Flink通过Side Outputs侧输出流处理迟到数据(Trigger、设置水位线延迟时间、允许窗口处理迟到数据、将迟到数据放入侧输出流、代码示例、迟到数据触发窗口计算重复结果处理)
-
前言:
迟到数据,是指在watermark之后到来的数据,事件时间在水位线之前。所以只有在事件时间语义下,讨论迟到数据的处理才有意义。对于乱序流,可以设置一个延迟时间;对于窗口计算,可以设置窗口的允许延迟时间;另外可以将迟到数据输出到Side Outputs。
-
Trigger:
Trigger决定窗口调用窗口函数的时间,抽象类Trigger含有的方法: 1. onElement() called for each element that is added to a window. 2. onEventTime() called when a registered event-time timer fires. 3. onProcessingTime() called when a registered processing-time timer fires. 4. onMerge() elevant for stateful triggers and merges the states of two triggers when their corresponding windows merge, e.g. when using session windows. 5. clear() performs any action needed upon removal of the corresponding window.
-
前三个方法返回TriggerResult,对应下列枚举,决定window操作:
CONTINUE(false, false), FIRE_AND_PURGE(true, true), FIRE(true, false), PURGE(false, true);
-
处理迟到数据:
在watermark之后到来的数据,事件时间在水位线之前。
-
设置水位线延迟时间:
watermark标记了event time的进展,是整个应用的全局逻辑时钟。 水位线会随着数据在任务间流动,从而给每个任务指明当前的事件时间。 生成水位线需要设置TimestampAssigner(分配事件时间的时间戳)和WatermarkGenerator(生成水位线的方法,on events 或者 periodically)。 当设置水位线的延迟后,所有定时器就都会按照延迟后的水位线来触发,注意一般情况不应该把延迟设置得太大,否则会大幅度降低流处理的实时性,视需求一般设在毫秒~秒级。

给定指令 a -
在列表里，从含"table surface?"的那一行起，到列表末尾为止，把这些行原样重抄一遍，首尾两行都要。图片不要放进回答里。

来源列表 -
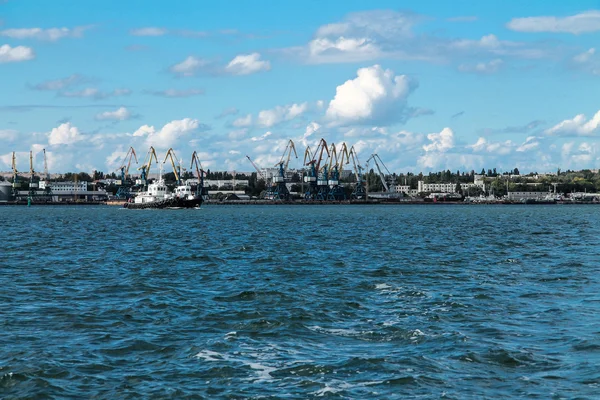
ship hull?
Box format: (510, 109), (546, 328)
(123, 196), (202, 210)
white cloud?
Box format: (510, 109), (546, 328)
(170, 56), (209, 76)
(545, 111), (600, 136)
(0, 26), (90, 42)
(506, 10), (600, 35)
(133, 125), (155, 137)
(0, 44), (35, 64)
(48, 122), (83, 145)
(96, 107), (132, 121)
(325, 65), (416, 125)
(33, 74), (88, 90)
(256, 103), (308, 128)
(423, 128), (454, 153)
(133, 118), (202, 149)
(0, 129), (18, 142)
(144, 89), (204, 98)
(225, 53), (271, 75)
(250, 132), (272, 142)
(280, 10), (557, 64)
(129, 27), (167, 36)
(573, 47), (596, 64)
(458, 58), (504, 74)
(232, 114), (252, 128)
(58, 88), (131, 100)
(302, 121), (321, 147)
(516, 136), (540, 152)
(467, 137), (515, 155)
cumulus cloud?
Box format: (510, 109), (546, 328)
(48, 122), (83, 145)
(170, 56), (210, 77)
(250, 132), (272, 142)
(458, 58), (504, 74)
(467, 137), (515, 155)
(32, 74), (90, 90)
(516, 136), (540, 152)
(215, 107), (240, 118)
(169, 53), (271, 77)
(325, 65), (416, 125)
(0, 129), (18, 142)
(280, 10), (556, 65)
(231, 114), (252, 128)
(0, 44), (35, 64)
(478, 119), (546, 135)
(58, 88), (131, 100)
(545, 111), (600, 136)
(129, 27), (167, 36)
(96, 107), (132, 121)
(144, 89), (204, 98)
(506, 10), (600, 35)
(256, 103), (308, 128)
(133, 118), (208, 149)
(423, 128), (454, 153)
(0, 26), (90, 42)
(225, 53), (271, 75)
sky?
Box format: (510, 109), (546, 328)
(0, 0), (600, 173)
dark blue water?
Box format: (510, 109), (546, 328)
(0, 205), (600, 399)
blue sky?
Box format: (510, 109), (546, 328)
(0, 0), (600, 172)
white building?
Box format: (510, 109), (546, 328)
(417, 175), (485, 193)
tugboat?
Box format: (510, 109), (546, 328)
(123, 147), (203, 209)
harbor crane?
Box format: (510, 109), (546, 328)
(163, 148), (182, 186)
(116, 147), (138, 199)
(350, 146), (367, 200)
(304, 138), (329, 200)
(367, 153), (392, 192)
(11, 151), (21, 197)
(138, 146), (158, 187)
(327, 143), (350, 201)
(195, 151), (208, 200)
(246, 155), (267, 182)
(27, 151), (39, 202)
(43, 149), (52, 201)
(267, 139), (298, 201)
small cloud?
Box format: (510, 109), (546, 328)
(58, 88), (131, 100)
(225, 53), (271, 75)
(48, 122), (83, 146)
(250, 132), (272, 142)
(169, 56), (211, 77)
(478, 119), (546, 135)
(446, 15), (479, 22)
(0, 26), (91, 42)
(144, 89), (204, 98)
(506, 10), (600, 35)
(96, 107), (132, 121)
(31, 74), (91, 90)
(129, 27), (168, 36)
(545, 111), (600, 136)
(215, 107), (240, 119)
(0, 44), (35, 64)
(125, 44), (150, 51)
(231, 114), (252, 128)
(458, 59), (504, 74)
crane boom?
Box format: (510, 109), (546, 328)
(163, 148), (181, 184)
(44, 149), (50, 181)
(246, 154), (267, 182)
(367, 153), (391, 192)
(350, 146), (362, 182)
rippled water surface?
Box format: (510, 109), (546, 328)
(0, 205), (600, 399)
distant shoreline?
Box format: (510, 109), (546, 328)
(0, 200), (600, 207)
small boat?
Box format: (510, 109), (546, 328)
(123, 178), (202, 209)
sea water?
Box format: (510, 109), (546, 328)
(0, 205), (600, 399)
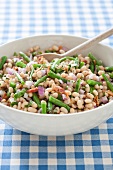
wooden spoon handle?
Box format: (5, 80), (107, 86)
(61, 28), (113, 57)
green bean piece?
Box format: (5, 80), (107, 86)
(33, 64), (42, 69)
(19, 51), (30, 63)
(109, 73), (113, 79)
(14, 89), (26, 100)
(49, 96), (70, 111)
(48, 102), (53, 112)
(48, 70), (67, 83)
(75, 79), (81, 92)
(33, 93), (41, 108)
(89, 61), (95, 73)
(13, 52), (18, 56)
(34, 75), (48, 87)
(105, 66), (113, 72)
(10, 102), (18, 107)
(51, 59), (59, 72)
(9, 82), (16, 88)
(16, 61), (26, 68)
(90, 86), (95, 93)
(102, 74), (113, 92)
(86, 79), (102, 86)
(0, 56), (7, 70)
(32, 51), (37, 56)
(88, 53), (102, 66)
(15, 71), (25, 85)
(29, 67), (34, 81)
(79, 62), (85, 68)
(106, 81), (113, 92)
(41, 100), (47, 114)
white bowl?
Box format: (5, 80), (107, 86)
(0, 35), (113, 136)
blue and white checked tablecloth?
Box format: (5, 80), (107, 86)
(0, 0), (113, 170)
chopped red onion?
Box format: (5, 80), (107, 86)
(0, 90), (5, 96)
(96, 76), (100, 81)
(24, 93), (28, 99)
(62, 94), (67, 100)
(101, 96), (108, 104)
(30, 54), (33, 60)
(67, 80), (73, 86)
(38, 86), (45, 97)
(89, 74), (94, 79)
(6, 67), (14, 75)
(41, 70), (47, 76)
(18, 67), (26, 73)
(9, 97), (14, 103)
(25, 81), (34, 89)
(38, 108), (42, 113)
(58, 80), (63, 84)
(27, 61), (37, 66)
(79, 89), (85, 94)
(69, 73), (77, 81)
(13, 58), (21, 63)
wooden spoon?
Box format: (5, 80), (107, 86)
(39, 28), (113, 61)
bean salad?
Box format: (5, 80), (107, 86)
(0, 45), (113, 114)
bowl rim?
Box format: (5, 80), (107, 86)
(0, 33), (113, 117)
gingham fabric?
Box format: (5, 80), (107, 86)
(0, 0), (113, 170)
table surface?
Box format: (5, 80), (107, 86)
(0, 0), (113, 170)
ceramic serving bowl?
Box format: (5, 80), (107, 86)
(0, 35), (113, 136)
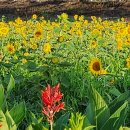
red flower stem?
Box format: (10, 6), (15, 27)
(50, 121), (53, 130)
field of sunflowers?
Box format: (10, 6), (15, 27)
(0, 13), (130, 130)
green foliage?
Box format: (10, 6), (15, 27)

给定指令 b -
把文档片段中从"Flink通过Side Ou"到"the corresponding window."的这段文字一字不改地打印出来。

完整输出 a -
table surface?
Box format: (5, 80), (107, 86)
(0, 0), (113, 170)
ceramic serving bowl?
Box format: (5, 80), (107, 86)
(0, 35), (113, 136)
red flower stem?
Box format: (10, 6), (15, 27)
(50, 121), (53, 130)
field of sunflowers?
Box format: (10, 6), (15, 27)
(0, 13), (130, 130)
green foliage?
Box format: (10, 6), (15, 27)

完整输出 b -
Flink通过Side Outputs侧输出流处理迟到数据(Trigger、设置水位线延迟时间、允许窗口处理迟到数据、将迟到数据放入侧输出流、代码示例、迟到数据触发窗口计算重复结果处理)
-
前言:
迟到数据,是指在watermark之后到来的数据,事件时间在水位线之前。所以只有在事件时间语义下,讨论迟到数据的处理才有意义。对于乱序流,可以设置一个延迟时间;对于窗口计算,可以设置窗口的允许延迟时间;另外可以将迟到数据输出到Side Outputs。
-
Trigger:
Trigger决定窗口调用窗口函数的时间,抽象类Trigger含有的方法: 1. onElement() called for each element that is added to a window. 2. onEventTime() called when a registered event-time timer fires. 3. onProcessingTime() called when a registered processing-time timer fires. 4. onMerge() elevant for stateful triggers and merges the states of two triggers when their corresponding windows merge, e.g. when using session windows. 5. clear() performs any action needed upon removal of the corresponding window.